**Activity:** Output what the records say, word for word, with no images.

[Point-per-instance localization data]
--
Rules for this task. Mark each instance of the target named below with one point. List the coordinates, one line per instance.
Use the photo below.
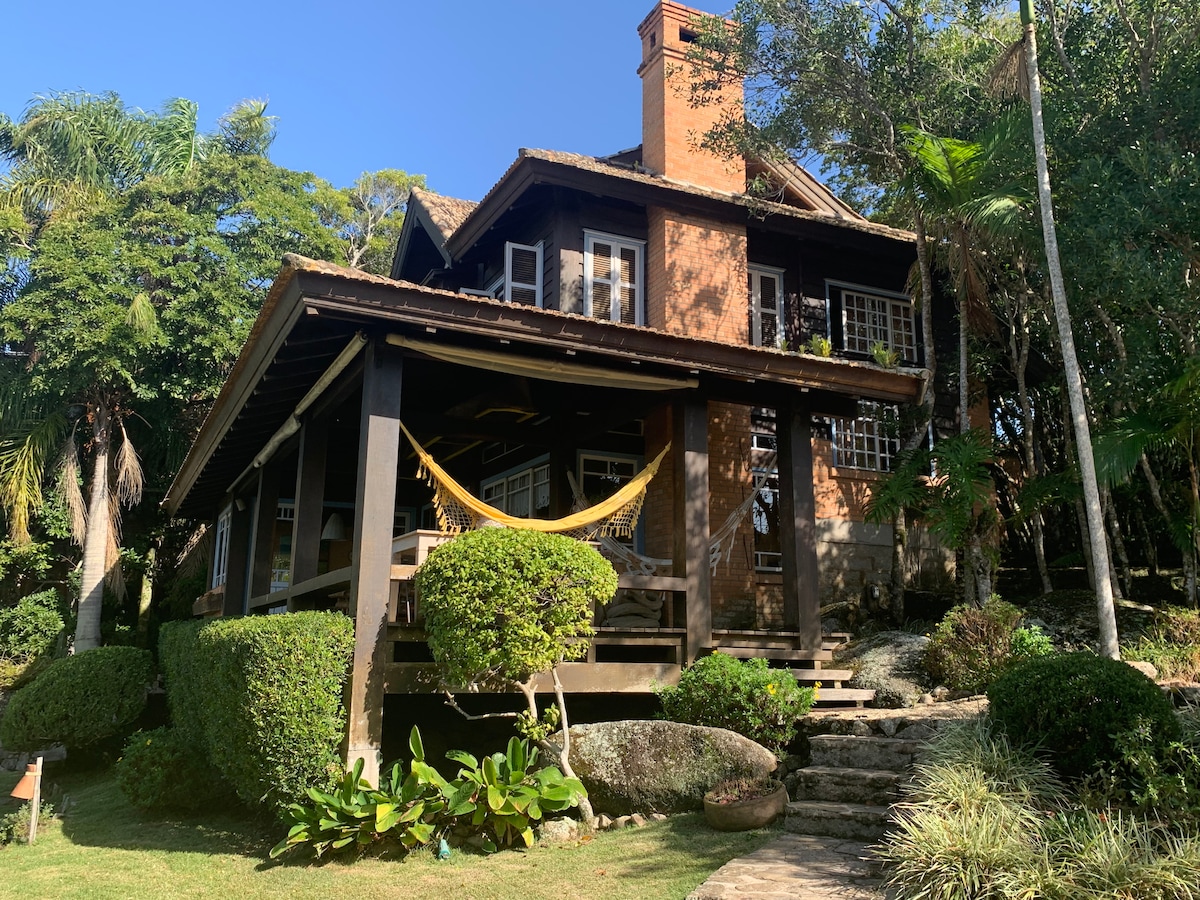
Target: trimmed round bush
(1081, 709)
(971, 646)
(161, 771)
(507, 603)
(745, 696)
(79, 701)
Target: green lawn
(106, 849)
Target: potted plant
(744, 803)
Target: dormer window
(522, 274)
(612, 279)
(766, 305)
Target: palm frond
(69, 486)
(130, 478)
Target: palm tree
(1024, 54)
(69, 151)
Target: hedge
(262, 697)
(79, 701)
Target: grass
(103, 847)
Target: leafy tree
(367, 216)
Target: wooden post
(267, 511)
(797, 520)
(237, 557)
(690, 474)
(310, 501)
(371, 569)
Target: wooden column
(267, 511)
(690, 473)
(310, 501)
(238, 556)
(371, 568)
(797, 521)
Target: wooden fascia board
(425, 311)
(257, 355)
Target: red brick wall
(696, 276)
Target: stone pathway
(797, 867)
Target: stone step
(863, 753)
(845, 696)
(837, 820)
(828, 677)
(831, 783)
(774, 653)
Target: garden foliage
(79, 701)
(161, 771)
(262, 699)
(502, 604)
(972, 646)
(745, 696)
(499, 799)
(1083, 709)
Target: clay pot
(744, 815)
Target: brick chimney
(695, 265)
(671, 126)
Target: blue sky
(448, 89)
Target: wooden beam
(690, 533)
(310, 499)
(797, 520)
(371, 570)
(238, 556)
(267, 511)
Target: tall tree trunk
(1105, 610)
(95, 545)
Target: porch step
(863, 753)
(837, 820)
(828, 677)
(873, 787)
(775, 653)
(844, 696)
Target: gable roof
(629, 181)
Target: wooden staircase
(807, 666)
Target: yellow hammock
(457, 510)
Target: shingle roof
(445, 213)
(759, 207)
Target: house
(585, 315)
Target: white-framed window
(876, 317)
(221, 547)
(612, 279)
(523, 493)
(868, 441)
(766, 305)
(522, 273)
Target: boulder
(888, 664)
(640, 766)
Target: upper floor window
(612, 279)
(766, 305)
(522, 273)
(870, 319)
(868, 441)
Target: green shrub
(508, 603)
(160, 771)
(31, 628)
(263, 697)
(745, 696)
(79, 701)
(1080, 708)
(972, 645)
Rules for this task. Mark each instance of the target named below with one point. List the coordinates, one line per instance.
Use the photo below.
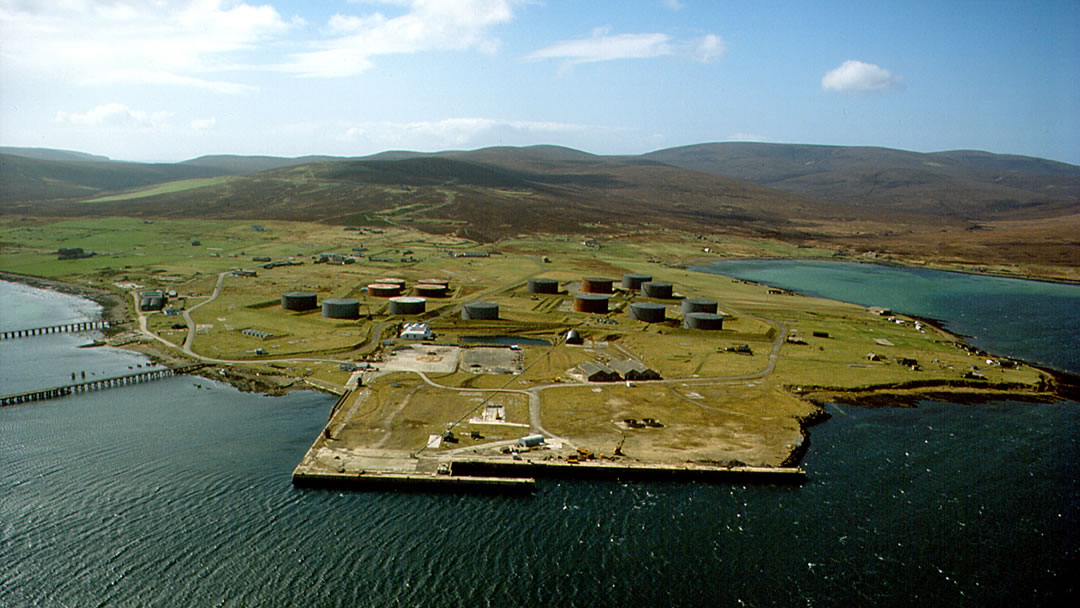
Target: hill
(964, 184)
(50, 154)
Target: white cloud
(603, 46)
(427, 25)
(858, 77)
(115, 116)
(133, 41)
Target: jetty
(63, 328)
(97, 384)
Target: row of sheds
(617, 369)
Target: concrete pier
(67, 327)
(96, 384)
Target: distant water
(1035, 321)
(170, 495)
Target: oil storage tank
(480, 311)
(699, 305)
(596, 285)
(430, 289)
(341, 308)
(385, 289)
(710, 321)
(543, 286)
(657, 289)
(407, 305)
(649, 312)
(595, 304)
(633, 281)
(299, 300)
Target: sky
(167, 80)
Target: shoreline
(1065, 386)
--
**Result for this exercise:**
Rules for this task. Mark each instance of the target named below with one point. List the coordinates, one line per instance.
Use the photo below.
Target: trimmed round bush
(1081, 709)
(971, 646)
(161, 771)
(507, 603)
(745, 696)
(79, 701)
Target: green lawn
(106, 849)
Target: potted plant
(744, 803)
Target: dormer window
(522, 274)
(612, 279)
(766, 305)
Target: palm frond
(69, 486)
(130, 478)
Target: palm tree
(1024, 54)
(69, 151)
Target: hedge
(262, 697)
(79, 701)
Target: grass
(103, 847)
Target: leafy tree
(367, 216)
Target: wooden post
(267, 511)
(797, 520)
(237, 557)
(690, 474)
(310, 501)
(371, 569)
Target: wooden column
(267, 511)
(690, 473)
(310, 501)
(238, 556)
(371, 568)
(797, 521)
Target: wooden fascia board
(425, 311)
(257, 355)
Target: red brick wall
(696, 276)
Target: stone pathway
(797, 867)
Target: stone step
(863, 753)
(845, 696)
(837, 820)
(828, 677)
(831, 783)
(774, 653)
Target: garden foliage
(79, 701)
(161, 771)
(262, 699)
(502, 604)
(972, 646)
(745, 696)
(499, 799)
(1083, 709)
Target: clay pot
(744, 815)
Target: brick chimney
(695, 265)
(671, 126)
Target: blue sky
(448, 89)
Target: wooden beam
(690, 533)
(310, 499)
(797, 520)
(371, 570)
(238, 556)
(267, 511)
Target: tall tree trunk
(1105, 610)
(95, 545)
Target: porch step
(863, 753)
(837, 820)
(828, 677)
(873, 787)
(775, 653)
(844, 696)
Target: gable roof
(629, 181)
Target: wooden staircase
(807, 666)
Target: yellow hammock
(457, 510)
Target: shingle roof
(445, 213)
(759, 207)
Target: house
(585, 315)
Target: white-framed window
(876, 317)
(221, 547)
(612, 279)
(523, 493)
(868, 441)
(766, 305)
(522, 273)
Target: boulder
(888, 664)
(640, 766)
Target: upper floor window
(612, 279)
(766, 305)
(522, 273)
(870, 319)
(868, 441)
Target: green shrub
(508, 603)
(160, 771)
(31, 628)
(263, 697)
(745, 696)
(79, 701)
(1080, 708)
(972, 645)
Rules for this task. Mark each instance of the target named below with one point. List the coordinates, one line per instance.
Use the photo below.
Target: hill
(964, 184)
(50, 154)
Target: white cloud
(603, 46)
(427, 25)
(858, 77)
(115, 116)
(133, 41)
Target: jetty
(63, 328)
(97, 384)
Target: row of sheds
(617, 369)
Target: concrete pier
(67, 327)
(96, 384)
Target: distant water
(1035, 321)
(170, 495)
Target: oil storage tank
(480, 311)
(699, 305)
(596, 285)
(430, 289)
(341, 308)
(385, 289)
(710, 321)
(543, 286)
(657, 289)
(407, 305)
(649, 312)
(595, 304)
(633, 281)
(299, 300)
Target: sky
(167, 80)
Target: shoreline
(1065, 386)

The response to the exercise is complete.